(Collection entries)
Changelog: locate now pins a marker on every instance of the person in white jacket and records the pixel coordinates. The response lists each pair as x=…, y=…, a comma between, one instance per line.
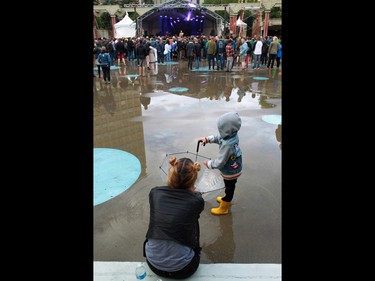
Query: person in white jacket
x=257, y=53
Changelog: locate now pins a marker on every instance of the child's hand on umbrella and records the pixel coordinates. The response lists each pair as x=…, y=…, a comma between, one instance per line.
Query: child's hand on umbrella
x=204, y=140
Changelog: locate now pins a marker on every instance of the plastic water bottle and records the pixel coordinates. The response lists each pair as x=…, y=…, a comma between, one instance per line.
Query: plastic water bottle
x=140, y=272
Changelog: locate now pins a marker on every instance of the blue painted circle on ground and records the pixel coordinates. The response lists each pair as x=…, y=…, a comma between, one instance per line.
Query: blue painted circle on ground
x=272, y=119
x=178, y=89
x=114, y=172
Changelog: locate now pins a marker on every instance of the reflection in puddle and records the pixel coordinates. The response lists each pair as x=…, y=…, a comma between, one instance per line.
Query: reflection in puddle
x=178, y=89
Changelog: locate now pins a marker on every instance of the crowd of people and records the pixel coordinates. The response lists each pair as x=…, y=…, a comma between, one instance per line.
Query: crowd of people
x=220, y=53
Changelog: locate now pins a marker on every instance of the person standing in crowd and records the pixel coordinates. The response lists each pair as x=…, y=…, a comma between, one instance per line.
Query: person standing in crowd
x=230, y=55
x=229, y=160
x=272, y=51
x=167, y=50
x=172, y=245
x=197, y=51
x=264, y=56
x=220, y=50
x=121, y=51
x=160, y=49
x=190, y=53
x=153, y=60
x=243, y=53
x=211, y=51
x=105, y=62
x=278, y=55
x=141, y=52
x=257, y=53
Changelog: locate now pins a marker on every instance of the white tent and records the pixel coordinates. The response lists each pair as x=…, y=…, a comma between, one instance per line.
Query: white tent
x=240, y=23
x=125, y=27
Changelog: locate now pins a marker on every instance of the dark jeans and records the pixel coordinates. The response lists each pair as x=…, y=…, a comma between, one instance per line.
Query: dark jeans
x=230, y=186
x=271, y=60
x=186, y=272
x=211, y=58
x=106, y=72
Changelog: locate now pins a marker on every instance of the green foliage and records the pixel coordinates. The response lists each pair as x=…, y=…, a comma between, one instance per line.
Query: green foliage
x=105, y=21
x=133, y=15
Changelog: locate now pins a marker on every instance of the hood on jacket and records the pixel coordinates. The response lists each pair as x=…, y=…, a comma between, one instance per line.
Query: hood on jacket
x=228, y=124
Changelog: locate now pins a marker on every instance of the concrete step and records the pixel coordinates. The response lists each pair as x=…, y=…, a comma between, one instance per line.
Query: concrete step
x=125, y=271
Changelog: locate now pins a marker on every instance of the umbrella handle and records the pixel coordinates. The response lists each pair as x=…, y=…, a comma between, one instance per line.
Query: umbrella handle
x=199, y=143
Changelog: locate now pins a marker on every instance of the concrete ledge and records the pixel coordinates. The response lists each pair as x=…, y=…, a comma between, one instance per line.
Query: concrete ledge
x=125, y=271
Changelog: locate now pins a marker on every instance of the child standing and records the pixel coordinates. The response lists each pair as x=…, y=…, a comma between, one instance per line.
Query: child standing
x=105, y=62
x=229, y=160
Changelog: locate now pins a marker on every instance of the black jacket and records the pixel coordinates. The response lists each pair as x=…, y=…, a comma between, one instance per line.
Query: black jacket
x=174, y=215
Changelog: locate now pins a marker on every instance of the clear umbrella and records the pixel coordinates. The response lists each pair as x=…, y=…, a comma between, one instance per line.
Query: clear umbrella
x=209, y=182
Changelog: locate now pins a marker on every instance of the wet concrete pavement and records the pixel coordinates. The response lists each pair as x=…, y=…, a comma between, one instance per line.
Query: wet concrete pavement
x=165, y=113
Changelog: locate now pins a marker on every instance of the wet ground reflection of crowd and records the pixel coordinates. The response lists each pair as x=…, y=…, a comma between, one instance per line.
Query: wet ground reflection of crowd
x=167, y=111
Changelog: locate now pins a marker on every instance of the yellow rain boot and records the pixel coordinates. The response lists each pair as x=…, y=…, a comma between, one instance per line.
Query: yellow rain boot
x=219, y=199
x=223, y=209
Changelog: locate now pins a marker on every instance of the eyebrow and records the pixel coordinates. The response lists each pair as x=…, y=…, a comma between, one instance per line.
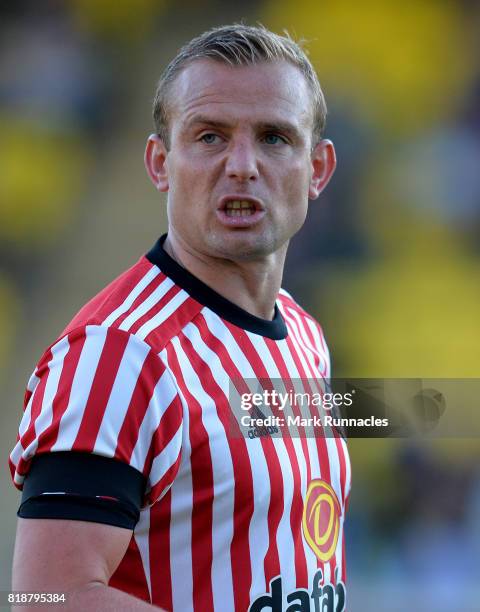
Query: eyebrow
x=262, y=126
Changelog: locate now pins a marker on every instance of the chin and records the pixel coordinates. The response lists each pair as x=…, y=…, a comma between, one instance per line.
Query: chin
x=247, y=248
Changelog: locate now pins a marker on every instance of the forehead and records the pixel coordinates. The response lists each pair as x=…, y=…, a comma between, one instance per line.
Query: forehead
x=267, y=91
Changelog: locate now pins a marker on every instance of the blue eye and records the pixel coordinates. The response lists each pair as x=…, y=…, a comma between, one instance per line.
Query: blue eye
x=273, y=139
x=209, y=138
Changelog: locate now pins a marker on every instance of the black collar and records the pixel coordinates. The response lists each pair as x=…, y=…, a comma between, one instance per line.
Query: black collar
x=202, y=293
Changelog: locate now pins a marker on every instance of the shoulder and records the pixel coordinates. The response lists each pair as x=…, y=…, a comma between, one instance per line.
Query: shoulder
x=292, y=310
x=305, y=328
x=142, y=302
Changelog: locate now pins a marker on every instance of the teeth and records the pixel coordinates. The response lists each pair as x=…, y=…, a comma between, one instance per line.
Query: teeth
x=238, y=204
x=239, y=212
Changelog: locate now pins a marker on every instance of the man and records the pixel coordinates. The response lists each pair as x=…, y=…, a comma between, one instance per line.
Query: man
x=128, y=425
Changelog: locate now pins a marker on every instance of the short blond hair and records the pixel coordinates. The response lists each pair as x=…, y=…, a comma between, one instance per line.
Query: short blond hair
x=239, y=45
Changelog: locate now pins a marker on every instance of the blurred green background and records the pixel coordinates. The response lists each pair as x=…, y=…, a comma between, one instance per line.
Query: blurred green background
x=389, y=260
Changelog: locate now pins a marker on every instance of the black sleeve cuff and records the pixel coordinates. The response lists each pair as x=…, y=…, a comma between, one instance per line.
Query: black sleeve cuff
x=84, y=487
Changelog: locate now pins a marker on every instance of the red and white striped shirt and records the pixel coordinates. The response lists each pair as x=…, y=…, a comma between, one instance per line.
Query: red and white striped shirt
x=142, y=375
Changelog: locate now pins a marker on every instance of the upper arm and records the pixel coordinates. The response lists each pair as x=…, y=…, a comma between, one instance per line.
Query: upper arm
x=63, y=555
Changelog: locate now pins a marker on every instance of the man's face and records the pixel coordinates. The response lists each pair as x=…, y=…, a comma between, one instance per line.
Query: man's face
x=239, y=170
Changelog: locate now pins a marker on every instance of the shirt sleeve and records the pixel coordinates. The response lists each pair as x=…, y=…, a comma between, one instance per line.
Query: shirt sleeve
x=104, y=392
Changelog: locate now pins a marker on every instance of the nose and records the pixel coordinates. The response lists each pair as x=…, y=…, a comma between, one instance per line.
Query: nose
x=241, y=161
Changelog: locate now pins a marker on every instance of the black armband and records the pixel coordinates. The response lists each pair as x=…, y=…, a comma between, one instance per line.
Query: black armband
x=84, y=487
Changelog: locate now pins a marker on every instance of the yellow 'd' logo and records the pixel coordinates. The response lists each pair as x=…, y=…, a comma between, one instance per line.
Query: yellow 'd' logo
x=321, y=519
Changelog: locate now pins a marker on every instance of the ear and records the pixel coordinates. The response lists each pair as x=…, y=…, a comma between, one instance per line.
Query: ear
x=324, y=162
x=155, y=162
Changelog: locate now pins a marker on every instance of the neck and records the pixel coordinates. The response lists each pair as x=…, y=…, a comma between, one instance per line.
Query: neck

**WHAT YOU SHOULD DO:** Leave the pictures out and print every record exactly.

**ANSWER AREA:**
Changelog: locate now pins a marker on every instance of the person in white jacket and records the pixel coordinates. The response lists each pair as x=…, y=…, a comma between, one instance per line.
Query: person in white jacket
x=257, y=53
Changelog: locate now pins a marker on every instance of the child's hand on umbrella and records the pixel coordinates. The response lists each pair as x=…, y=…, a comma between, one instance per line.
Query: child's hand on umbrella
x=204, y=140
Changelog: locate now pins a marker on every instance of the plastic water bottle and records the pixel coordinates. The response lists each pair as x=…, y=…, a comma between, one instance per line.
Query: plastic water bottle
x=140, y=272
Changelog: locate now pins a marker on every instance of the blue painted circle on ground and records the pixel coordinates. The response lists each pair as x=…, y=…, a comma between, one instance per line.
Query: blue painted circle on ground
x=272, y=119
x=178, y=89
x=114, y=172
Changelog: locate now pins a marker on every instance of the reflection in puddle and records the pixel coordinates. The response lists each pair as x=…, y=…, a comma between, one instance per line.
Query: reflection in puddle
x=178, y=89
Changelog: locate now pins a marker on every instance of the crowd of people and records the pixel coordinates. The response lists each pair as x=…, y=…, a comma between, one instance per line.
Query: crowd of people
x=220, y=53
Changelog: locate now pins a marker on every instance of the person standing in crowd and records the pixel coordinates. The response lists each pair as x=…, y=…, a comma between, one instance per line.
Query: person standing in crowd
x=230, y=55
x=229, y=160
x=272, y=51
x=167, y=50
x=172, y=245
x=197, y=51
x=264, y=56
x=220, y=50
x=121, y=51
x=160, y=49
x=190, y=53
x=153, y=60
x=243, y=53
x=211, y=51
x=105, y=62
x=278, y=55
x=141, y=52
x=257, y=53
Changelog: locate now pins a marker on every instance of the white tent and records the pixel coordinates. The response lists each pair as x=…, y=…, a comma between, one instance per line.
Query: white tent
x=240, y=23
x=125, y=27
Changelog: locate now pins a marker on every instance of the dark jeans and records the pixel coordinates. The response lists each pair as x=…, y=…, a comma between, one instance per line.
Query: dark jeans
x=230, y=186
x=271, y=60
x=186, y=272
x=211, y=58
x=106, y=72
Changelog: locate now pins a marker on every instance of the green foliage and records the pixel coordinates. The response lists each pair as x=…, y=…, a comma between, one instance per line.
Query: green foliage
x=105, y=21
x=133, y=15
Changelog: locate now pins a marker on every instance of the hood on jacket and records the pixel coordinates. The response lists each pair as x=…, y=…, a comma between, one instance per line.
Query: hood on jacket
x=228, y=124
Changelog: locate now pins a marker on every instance of the concrete step and records the pixel coordinates. The response lists each pair as x=…, y=…, a comma between, one instance per line.
Query: concrete step
x=125, y=271
Changelog: locate now pins a marker on every instance of the umbrella handle and records the pixel coordinates. The response lists each pair as x=…, y=…, a comma between, one instance per line.
Query: umbrella handle
x=199, y=143
Changelog: locate now pins a marker on every instance of the concrete ledge and records the pixel coordinates. The response lists each pair as x=…, y=…, a comma between, one instance per line.
Query: concrete ledge
x=125, y=271
Changelog: locate now pins a marker on every instance of the child standing and records the pixel coordinates. The response lists each pair as x=…, y=…, a comma between, one instance per line.
Query: child standing
x=105, y=62
x=229, y=160
Changelog: locate now pins a marker on every instance of the black jacket and records the pixel coordinates. The response lists each pair as x=…, y=…, a comma between, one instance per line.
Query: black jacket
x=174, y=215
Changelog: locate now pins a marker on every instance of the clear umbrella and records the pixel coordinates. The response lists each pair as x=…, y=…, a comma between, one instance per line.
Query: clear umbrella
x=209, y=182
Changelog: locate now pins a marker on every instance of the wet concrete pavement and records the pixel coordinates. The response lists each pair as x=…, y=…, a comma between, one instance per line.
Query: wet concrete pavement
x=165, y=113
Changelog: locate now pins a marker on every instance of the wet ground reflection of crowd and records the pixel coordinates. The response lists each pair as x=…, y=…, a comma between, one instance per line.
Query: wet ground reflection of crowd
x=167, y=111
Changelog: locate now pins a marker on every instance of the yellow rain boot and records the pixel coordinates. The response lists each pair as x=…, y=…, a comma between, one instance per line.
Query: yellow rain boot
x=219, y=199
x=223, y=209
Changelog: locate now pins a marker on every instance of the eyebrow and records the pixel coordinates. The response lists each pair as x=…, y=…, a comma between, one instance per line.
Query: eyebrow
x=262, y=126
Changelog: locate now pins a marker on every instance of the chin and records the pixel coordinates. The response lists each pair as x=…, y=…, a comma between, one instance per line.
Query: chin
x=247, y=248
Changelog: locate now pins a marker on every instance of the forehead and records the pixel coordinates. The response lists each pair as x=…, y=…, a comma between, one instance per line.
Query: forehead
x=267, y=91
Changelog: locate now pins a marker on every instance of the blue eye and records the pixel coordinates. The response lists each pair as x=…, y=…, a comma between, one instance per line.
Query: blue eye
x=273, y=139
x=209, y=138
Changelog: locate now pins a marker on every instance of the black collar and records the pixel coordinates. The response lists each pair as x=…, y=…, a comma between, one instance per line.
Query: black collar
x=202, y=293
Changelog: locate now pins a marker on every instance of the shoulder and records the pixel coordinates. The response lists each pair as x=…, y=…, a comma between, one instance per line.
Query: shoulder
x=292, y=310
x=305, y=328
x=142, y=302
Changelog: locate now pins a marker on every instance of the teeth and records the pixel coordinates. The response lists each pair as x=…, y=…, a comma between, one instance per line.
Query: teeth
x=238, y=204
x=239, y=212
Changelog: locate now pins a marker on every instance of the man and records the pixel coordinates. The response lists each pair as x=…, y=…, a comma between, one instance per line.
Query: man
x=128, y=425
Changelog: locate now pins a marker on every instance of the short blond hair and records the pixel coordinates. The response lists each pair as x=…, y=…, a comma between, one instance per line.
Query: short blond hair
x=239, y=45
Changelog: locate now pins a marker on every instance of the blurred green background and records the pixel coordinates. The response lists each pair as x=…, y=…, a comma between, one instance per line.
Query: blurred green background
x=389, y=260
Changelog: locate now pins a marker on every instance of the black sleeve cuff and records the pixel coordinates. The response lists each pair as x=…, y=…, a comma between, one instance per line.
Query: black sleeve cuff
x=84, y=487
Changelog: locate now pins a marker on every instance of the red and white striped shirt and records the pixel coordinates. The response lists each pair as x=…, y=…, a comma between, one instance per line.
Query: red and white striped shirt
x=142, y=375
Changelog: locate now pins a marker on every instance of the upper arm and records the pixel coordinates. The response lists each pair as x=…, y=…, a comma between, one instance per line.
Query: upper arm
x=63, y=555
Changelog: locate now pins a marker on every instance of the man's face and records the pixel coordinates. The response lists each pair as x=…, y=…, a comma between, one instance per line.
Query: man's face
x=239, y=170
Changelog: locate now pins a marker on every instance of the shirt sleeve and records the pixel coordinates. The response lists each pair as x=…, y=…, a comma between, one instance per line.
Query: shirt sleeve
x=104, y=392
Changelog: locate now pins a marker on every instance of the nose and records the pixel coordinates. The response lists each pair as x=…, y=…, a comma between, one instance per line.
Query: nose
x=241, y=161
Changelog: locate now pins a marker on every instance of the black armband and records the pixel coordinates. The response lists each pair as x=…, y=…, a comma between, one instance per line.
Query: black armband
x=84, y=487
Changelog: locate now pins a marker on every instance of the yellow 'd' logo and records the pixel coordinates. The response lists each pair as x=…, y=…, a comma between, one instance per line.
Query: yellow 'd' logo
x=321, y=519
Changelog: locate now pins a marker on every instance of the ear and records the pixel coordinates. The response lists each pair as x=…, y=…, a comma between, one instance per line.
Query: ear
x=324, y=162
x=155, y=162
Changelog: locate now pins a marker on every instance of the neck and records the pixel coordinates. The response lists each pair as x=…, y=…, a comma between, one instance per line.
Query: neck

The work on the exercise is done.